— begin PROVIDED PASSAGE —
Erik Hatcher wrote:
>
> On Nov 28, 2008, at 4:06 AM, André Warnier wrote:
>> A couple more notes :
>> - assume it takes just 1 second to read and index one PDF document.
>> You have 8,000,000 documents, and there are 86,400 seconds in a day.
>> Assuming no delays at all in passing these documents over any kind of
>> network, that means that it would take 93 days to index the collection.
>
> Most indexers handle upwards of 100 docs / second or more - certainly
> depending on document size, etc. Note that you can parallelize indexing
> for higher speeds. So that indexing estimate is way off.
>
The number I gave above was just an example, to trigger thinking about
the real issues. But considering the later information of the OP that
each document is about 4 MB in size, and that before one extracts the
text of the PDF, it needs to be retrieved and read, I would surmise that
indeed the estimate is way off, but on the optimistic side.
But of course to an extent one can parallelise, but then we're starting
to talk budget issues, so maybe let's not mix at first.
>> - assume one PDF document contains on average 30 Kb of pure text. A
>> reasonable average for a full-text indexing, will result in an index
>> that is, in size, approximately 3 times as large as the original text.
— end PROVIDED PASSAGE —
WHAT IS ASKED: Write the next part of the thread about indexing 8,000,000 PDF documents, starting right after its last line. None of the entries are needed for this work.
— begin DATASET ROWS —
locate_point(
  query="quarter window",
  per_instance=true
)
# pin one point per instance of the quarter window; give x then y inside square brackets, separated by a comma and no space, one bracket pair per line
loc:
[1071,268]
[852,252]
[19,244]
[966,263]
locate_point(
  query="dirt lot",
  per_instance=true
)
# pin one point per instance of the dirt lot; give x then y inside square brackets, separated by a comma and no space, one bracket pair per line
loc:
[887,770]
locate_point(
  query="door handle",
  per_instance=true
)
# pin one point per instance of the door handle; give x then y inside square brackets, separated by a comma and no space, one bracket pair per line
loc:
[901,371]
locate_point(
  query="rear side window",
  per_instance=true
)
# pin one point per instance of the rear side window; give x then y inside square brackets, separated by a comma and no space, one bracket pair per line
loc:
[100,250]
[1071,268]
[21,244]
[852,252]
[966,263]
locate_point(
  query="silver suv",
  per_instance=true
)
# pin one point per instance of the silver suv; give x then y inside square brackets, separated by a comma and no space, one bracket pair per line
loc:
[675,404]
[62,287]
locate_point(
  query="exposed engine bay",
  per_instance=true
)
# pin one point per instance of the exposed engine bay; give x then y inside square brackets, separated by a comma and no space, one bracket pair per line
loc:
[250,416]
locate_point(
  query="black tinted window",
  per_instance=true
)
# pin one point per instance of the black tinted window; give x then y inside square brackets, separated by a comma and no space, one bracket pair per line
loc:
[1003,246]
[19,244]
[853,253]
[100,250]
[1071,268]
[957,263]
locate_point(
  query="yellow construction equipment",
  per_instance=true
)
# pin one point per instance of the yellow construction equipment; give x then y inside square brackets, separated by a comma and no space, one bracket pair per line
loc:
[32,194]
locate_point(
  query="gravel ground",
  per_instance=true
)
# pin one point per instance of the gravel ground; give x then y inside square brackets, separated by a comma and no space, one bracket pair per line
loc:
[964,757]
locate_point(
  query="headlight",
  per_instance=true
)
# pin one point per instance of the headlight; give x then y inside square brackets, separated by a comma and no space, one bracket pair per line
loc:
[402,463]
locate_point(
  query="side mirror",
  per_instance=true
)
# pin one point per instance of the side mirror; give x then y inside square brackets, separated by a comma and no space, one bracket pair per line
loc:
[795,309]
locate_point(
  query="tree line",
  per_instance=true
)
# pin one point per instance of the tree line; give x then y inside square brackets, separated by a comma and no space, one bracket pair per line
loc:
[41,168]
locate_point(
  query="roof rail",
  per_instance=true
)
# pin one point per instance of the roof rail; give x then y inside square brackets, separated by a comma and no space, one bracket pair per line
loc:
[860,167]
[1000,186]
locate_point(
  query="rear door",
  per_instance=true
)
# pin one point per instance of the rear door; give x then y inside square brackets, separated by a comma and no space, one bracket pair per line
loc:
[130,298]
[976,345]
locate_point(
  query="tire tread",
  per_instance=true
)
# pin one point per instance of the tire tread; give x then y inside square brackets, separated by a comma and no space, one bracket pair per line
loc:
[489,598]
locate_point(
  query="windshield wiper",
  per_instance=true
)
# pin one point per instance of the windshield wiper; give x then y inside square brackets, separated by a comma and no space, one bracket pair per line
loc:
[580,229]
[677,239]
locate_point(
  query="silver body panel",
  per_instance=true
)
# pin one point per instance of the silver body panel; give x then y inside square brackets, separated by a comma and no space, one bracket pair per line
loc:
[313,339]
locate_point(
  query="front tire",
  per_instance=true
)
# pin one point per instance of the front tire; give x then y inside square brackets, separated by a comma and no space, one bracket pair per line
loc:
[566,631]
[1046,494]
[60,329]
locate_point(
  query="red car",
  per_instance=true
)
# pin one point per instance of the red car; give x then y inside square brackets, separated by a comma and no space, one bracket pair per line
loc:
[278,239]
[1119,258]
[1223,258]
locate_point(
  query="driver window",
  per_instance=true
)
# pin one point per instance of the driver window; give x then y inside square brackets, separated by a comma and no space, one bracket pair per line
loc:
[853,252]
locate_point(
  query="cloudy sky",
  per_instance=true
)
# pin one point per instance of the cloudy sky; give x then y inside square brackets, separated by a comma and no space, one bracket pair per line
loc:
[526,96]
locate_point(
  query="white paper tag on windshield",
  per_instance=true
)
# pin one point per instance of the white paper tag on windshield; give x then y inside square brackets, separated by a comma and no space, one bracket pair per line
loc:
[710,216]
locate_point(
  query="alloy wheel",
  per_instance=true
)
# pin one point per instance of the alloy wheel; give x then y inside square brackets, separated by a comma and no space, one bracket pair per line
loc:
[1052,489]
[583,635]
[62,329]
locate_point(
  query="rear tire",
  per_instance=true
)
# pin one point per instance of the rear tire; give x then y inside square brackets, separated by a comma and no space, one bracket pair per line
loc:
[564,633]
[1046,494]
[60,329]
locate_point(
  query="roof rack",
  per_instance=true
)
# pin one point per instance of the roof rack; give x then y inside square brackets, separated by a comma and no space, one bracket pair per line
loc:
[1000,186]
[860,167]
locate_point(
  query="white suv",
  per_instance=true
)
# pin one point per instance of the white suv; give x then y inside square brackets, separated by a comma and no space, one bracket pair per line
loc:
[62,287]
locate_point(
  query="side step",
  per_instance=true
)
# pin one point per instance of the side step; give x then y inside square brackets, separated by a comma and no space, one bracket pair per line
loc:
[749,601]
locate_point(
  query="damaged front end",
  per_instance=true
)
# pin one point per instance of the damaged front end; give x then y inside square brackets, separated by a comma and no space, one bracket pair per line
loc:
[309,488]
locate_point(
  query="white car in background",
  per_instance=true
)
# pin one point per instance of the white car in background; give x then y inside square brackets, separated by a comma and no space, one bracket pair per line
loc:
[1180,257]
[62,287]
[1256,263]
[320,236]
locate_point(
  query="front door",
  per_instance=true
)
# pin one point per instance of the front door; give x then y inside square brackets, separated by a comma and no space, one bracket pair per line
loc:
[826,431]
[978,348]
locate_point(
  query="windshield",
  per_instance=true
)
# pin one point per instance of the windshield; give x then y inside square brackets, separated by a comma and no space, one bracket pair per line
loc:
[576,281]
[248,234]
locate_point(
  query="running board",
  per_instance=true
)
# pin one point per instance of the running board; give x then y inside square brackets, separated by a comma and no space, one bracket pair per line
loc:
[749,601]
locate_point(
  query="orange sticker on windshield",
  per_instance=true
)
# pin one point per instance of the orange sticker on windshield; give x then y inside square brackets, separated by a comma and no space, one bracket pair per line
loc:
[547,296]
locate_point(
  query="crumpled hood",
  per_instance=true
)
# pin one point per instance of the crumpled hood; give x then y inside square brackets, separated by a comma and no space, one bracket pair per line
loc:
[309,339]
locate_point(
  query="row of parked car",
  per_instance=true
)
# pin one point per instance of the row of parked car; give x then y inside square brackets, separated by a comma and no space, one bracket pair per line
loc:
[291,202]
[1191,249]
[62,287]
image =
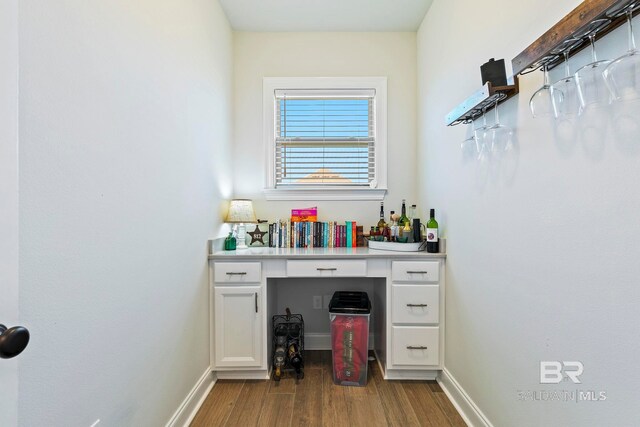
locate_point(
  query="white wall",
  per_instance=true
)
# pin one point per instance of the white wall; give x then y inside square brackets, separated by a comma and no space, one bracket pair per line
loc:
[543,242]
[125,135]
[9,200]
[259,55]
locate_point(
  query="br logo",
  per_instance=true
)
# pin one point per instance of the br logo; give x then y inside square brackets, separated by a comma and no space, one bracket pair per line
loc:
[552,372]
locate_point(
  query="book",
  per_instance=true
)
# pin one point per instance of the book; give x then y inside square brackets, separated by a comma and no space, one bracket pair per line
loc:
[304,214]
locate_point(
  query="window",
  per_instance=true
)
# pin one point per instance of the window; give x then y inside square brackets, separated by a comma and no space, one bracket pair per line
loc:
[326,138]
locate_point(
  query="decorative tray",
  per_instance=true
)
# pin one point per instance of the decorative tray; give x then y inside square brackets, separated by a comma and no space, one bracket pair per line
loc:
[399,247]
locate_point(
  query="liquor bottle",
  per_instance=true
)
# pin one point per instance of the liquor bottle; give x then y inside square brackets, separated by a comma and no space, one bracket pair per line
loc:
[381,223]
[295,359]
[403,216]
[279,356]
[412,213]
[393,228]
[432,233]
[230,242]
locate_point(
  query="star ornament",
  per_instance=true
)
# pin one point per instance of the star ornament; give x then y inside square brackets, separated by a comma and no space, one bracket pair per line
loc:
[257,235]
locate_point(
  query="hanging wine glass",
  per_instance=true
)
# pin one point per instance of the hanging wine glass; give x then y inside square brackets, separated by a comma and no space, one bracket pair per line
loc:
[592,90]
[540,103]
[622,75]
[481,137]
[480,132]
[564,92]
[470,145]
[498,134]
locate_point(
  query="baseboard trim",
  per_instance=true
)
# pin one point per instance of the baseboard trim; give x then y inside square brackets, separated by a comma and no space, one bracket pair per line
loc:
[194,400]
[322,341]
[469,411]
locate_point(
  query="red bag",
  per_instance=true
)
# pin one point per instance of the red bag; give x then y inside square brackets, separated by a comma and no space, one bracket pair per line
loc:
[350,336]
— end DATASET ROWS —
IN RESPONSE:
>
> That's not quite a fair stat. It depends on what you're storing. The
> rough guide for index size with Lucene is roughly 35% the size of the
> original data... assuming the text is being just indexed and not
> stored. Very likely there is no need to store the PDF content in the
> Lucene index. Certainly storage needs must be factored into the
> equation, and there are trade-offs when it comes to places where storing
> a document into Lucene - hit highlighting for example.
>
Same thing. In a collection that size, to allow meaningful searches one
would need to store positional information to allow proximity searches.
I thus question the 35% figure.
Anyway, before knowing more about the real document content, the way in
which users would search, the way in which they would like to see the
results, etc.. much of that is rather speculative.
One aspect not evoked until now for instance is what these PDFs really
contain. For example, is the content really text at all ?
With this kind of volume, the OP might be talking about published
articles e.g, of which a good proportion might very well be bitmap
images embedded in PDFs, rather than real text.
Search_Guru, if that is your case (or even if a fraction of your PDFs
are such), then multiply any estimates above by at least an order of
magnitude, because we're then talking OCR, at approximately 10 seconds
per page.
A practical tip now :
I have not done this in a while, but as I recall installing Lucene on a
PC is a really easy thing to do. It comes with a trial indexing "robot",
which you can just point to a directory containing documents, and it
will go off and index them for you.
So create such a directory, put a sample of your documents in it, let it
run and look at the results. The whole thing will take you one hour at
the most, and it will provide you with a very first estimate of what
your issues really are, and give you some real bases to start thinking.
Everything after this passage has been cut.